# [REQUIRED TASK]
Pick out every line in the listing below that contains the word "shoulder", and copy each of those lines in full.

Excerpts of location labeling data
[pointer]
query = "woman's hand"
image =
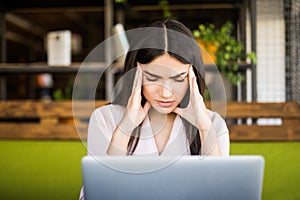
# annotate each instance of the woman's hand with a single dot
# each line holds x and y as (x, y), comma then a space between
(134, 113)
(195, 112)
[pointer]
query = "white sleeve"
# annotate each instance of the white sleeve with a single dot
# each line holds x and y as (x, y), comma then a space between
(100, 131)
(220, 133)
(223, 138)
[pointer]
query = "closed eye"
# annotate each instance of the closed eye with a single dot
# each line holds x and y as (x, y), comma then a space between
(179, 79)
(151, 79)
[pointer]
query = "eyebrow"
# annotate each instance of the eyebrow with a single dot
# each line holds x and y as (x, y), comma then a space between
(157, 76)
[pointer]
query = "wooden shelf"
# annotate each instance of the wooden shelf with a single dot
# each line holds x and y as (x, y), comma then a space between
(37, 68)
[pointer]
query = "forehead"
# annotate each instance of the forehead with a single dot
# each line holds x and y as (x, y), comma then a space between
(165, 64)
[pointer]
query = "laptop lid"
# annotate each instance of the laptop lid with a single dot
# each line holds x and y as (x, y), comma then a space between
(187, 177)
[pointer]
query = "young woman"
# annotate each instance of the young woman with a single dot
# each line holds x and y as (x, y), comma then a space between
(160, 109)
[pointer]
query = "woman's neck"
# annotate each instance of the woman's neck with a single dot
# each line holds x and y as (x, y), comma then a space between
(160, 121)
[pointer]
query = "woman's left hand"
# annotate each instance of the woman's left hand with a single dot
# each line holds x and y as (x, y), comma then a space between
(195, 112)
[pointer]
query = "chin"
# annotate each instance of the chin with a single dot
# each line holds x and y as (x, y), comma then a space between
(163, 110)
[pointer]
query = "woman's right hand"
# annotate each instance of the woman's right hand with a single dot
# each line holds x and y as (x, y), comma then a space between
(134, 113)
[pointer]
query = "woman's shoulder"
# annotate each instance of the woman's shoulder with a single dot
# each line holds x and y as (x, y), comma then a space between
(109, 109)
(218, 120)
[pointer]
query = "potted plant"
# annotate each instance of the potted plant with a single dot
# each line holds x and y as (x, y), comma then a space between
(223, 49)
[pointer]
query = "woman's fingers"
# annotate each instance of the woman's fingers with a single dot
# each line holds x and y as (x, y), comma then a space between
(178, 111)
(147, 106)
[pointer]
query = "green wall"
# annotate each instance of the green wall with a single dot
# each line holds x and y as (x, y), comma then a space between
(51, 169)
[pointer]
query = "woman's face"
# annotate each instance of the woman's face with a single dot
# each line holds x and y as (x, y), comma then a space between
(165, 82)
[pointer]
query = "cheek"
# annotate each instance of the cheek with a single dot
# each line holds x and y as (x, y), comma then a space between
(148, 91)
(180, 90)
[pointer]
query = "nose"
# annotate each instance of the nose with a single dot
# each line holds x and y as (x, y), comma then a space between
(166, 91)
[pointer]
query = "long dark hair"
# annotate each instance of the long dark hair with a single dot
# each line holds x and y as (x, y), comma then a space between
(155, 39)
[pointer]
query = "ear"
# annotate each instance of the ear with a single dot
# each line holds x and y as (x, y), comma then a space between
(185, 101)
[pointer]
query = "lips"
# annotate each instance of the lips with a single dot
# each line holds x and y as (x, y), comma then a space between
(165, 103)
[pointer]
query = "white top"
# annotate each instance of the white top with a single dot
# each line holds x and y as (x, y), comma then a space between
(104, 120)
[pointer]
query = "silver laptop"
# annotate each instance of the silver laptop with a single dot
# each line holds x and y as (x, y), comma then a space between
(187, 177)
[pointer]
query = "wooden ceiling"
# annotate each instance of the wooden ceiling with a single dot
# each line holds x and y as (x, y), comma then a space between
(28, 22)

==

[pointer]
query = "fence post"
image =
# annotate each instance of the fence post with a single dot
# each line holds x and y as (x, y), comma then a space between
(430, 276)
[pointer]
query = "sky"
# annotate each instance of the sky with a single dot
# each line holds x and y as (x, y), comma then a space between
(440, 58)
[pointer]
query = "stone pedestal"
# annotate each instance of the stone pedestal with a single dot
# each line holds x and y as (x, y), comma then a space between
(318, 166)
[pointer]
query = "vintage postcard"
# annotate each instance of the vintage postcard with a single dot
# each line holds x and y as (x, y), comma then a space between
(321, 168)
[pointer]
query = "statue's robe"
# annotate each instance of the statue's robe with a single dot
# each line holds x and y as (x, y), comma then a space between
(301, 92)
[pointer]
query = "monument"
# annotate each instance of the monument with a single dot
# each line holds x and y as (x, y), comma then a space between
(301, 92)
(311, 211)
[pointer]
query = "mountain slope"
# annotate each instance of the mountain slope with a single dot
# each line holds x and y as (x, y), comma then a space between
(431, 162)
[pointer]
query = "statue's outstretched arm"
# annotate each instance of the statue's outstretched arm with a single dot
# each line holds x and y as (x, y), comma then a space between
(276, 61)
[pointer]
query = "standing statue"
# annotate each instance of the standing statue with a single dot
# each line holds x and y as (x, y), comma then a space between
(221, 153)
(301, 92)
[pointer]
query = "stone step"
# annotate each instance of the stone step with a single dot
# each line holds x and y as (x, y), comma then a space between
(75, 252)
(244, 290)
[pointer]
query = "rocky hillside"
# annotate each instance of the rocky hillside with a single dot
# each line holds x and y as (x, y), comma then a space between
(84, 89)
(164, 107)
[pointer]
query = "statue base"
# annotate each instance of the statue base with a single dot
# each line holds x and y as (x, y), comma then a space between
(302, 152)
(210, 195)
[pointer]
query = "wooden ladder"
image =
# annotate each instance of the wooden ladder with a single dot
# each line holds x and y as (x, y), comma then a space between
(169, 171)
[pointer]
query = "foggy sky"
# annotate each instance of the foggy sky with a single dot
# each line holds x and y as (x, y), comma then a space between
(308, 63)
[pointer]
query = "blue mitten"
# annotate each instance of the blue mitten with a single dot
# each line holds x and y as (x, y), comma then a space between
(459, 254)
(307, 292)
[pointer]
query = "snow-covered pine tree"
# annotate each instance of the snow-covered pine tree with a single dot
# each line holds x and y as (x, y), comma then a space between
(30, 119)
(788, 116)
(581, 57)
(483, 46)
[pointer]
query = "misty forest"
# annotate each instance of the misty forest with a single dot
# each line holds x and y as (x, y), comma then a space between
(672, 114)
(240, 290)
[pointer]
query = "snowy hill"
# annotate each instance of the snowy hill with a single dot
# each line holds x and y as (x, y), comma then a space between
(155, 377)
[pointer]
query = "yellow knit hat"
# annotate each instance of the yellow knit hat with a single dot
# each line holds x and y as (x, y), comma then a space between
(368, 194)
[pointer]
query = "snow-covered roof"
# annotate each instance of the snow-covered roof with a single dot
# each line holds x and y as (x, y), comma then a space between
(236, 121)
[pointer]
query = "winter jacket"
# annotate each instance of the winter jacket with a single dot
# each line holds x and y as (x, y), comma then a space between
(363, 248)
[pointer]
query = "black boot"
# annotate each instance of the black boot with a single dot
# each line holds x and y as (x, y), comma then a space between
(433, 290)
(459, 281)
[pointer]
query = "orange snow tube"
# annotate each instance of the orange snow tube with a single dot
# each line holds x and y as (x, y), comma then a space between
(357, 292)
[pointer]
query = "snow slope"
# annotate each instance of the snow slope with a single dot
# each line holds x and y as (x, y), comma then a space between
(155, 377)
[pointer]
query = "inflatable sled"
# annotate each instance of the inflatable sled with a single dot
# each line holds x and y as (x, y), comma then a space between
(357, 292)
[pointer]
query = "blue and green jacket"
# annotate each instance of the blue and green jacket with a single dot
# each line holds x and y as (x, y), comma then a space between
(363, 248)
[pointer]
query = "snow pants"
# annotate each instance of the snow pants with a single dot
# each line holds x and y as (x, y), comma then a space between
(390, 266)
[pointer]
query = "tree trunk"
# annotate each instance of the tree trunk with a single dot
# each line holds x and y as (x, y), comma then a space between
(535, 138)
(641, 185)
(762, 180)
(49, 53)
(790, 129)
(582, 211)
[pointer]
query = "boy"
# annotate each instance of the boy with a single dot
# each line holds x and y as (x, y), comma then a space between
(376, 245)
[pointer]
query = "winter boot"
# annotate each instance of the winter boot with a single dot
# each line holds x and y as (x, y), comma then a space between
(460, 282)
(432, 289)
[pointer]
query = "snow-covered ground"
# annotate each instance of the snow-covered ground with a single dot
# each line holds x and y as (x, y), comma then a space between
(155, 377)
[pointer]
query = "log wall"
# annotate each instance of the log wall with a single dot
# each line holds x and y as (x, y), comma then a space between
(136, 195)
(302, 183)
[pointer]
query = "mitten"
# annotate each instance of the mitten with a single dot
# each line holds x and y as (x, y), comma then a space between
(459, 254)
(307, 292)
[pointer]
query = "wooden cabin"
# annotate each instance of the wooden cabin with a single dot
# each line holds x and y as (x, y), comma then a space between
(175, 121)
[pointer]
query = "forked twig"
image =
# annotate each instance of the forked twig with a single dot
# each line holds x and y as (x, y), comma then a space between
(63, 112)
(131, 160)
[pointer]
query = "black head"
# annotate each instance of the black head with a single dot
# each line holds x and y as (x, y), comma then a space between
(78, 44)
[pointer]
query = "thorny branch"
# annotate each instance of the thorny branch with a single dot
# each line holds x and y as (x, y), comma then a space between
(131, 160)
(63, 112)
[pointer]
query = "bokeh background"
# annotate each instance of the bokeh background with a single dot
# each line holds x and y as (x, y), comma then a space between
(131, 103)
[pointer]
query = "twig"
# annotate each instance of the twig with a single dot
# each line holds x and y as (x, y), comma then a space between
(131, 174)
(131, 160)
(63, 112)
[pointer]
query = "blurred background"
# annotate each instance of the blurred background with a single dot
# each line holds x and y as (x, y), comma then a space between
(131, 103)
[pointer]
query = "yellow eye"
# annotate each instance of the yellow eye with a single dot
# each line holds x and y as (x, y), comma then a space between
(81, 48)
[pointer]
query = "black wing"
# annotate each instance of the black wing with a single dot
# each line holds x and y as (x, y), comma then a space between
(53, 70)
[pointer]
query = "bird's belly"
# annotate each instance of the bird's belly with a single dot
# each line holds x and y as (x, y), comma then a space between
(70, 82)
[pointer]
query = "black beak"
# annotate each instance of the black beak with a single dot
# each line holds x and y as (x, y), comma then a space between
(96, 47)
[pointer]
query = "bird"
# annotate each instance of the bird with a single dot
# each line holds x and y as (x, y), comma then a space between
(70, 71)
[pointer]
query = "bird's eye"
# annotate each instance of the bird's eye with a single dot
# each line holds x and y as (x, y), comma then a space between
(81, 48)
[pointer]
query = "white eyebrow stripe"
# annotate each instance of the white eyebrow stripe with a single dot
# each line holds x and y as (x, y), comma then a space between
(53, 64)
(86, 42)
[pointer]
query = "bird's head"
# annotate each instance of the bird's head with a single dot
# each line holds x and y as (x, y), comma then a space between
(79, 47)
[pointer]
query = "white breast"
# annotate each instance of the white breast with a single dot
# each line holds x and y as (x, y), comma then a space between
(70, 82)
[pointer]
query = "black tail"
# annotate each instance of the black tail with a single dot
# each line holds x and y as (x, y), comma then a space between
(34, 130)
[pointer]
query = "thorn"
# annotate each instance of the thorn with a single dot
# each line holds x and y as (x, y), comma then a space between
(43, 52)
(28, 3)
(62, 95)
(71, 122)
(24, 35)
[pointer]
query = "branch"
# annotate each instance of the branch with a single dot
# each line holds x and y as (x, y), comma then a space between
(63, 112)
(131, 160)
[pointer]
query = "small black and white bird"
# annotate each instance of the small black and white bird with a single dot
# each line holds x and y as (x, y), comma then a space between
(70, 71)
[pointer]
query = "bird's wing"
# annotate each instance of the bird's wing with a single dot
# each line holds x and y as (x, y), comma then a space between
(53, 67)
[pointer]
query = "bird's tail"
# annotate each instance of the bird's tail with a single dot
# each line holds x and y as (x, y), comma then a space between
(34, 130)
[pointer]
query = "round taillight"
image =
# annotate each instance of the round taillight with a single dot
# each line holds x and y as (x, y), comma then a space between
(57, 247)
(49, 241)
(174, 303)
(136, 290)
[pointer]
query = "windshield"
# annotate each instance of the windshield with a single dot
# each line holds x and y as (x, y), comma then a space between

# [SOLUTION BELOW]
query = "woman's shoulder"
# annotate each instance of the woman's shoulder with a single dot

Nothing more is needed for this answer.